--- Assignment ---
Repeat the entries below exactly, missing none.

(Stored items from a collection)
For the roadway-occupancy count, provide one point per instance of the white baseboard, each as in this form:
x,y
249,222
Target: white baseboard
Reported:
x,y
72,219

--- Response ---
For the roadway-occupancy count, provide one point per instance of the white baseboard, each as in this form:
x,y
249,222
Target: white baseboard
Reported:
x,y
72,219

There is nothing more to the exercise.